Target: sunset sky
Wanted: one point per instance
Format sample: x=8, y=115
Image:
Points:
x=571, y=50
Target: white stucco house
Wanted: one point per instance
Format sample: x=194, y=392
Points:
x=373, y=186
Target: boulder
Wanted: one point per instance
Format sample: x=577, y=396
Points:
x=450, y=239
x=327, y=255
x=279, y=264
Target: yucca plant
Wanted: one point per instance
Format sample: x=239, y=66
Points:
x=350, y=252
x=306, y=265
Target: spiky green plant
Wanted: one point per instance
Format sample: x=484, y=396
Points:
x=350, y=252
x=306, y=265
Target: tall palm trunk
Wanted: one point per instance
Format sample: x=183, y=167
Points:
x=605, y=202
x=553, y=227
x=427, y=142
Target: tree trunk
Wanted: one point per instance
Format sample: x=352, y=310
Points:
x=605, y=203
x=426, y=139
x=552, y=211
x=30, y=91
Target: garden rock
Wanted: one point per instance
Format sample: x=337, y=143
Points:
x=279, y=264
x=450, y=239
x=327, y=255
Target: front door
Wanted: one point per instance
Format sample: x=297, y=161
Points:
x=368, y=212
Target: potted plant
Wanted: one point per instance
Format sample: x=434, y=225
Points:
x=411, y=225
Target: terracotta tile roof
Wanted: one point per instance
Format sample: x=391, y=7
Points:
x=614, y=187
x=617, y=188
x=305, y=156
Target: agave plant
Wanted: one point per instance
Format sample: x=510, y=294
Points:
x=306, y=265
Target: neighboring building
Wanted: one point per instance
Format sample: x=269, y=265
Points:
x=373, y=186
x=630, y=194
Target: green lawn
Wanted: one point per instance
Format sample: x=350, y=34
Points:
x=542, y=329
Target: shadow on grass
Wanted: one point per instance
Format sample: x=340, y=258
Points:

━━━━━━━━

All the records above need to be set down again exactly as they were given.

§ **Written solution**
Target: sunset sky
Wanted: one point per instance
Format sample: x=8, y=115
Image:
Points:
x=571, y=50
Target: white stucco house
Wanted: one point per instance
Format sample: x=194, y=392
Points:
x=373, y=186
Target: boulder
Wanted: one point per instance
Format sample: x=577, y=396
Points:
x=450, y=239
x=327, y=255
x=279, y=264
Target: yucca plant
Wanted: one point per instance
Format sample: x=239, y=66
Points:
x=350, y=252
x=306, y=265
Target: spiky green plant
Wanted: one point per instance
Format sample: x=484, y=396
Points:
x=350, y=252
x=306, y=265
Target: tall palm trunk
Wanted: one point per instance
Format sample: x=183, y=167
Points:
x=605, y=202
x=553, y=227
x=427, y=142
Target: tree trunk
Wanted: one point per instance
Format sample: x=352, y=310
Points:
x=605, y=203
x=426, y=139
x=552, y=211
x=30, y=91
Target: garden rock
Wanted: one point per instance
Format sample: x=337, y=143
Points:
x=279, y=264
x=450, y=239
x=327, y=255
Target: front door
Wanted: one point per instance
Format sample: x=297, y=161
Points:
x=368, y=212
Target: potted plant
Wanted: one point per instance
Format sample: x=434, y=225
Points:
x=411, y=225
Target: terracotta tile roof
Wanted: one point per instance
Format sample: x=391, y=7
Points:
x=614, y=187
x=617, y=188
x=305, y=156
Target: agave plant
Wanted: one point per instance
Format sample: x=510, y=294
Points:
x=306, y=265
Target: neighboring building
Wanted: one point per instance
Format sample: x=269, y=265
Points:
x=373, y=186
x=630, y=194
Target: green lawn
Wanted: one point per instance
Format sample: x=350, y=34
Points:
x=542, y=329
Target: shadow on grass
Wanted: one point per instance
Format sample: x=340, y=258
Points:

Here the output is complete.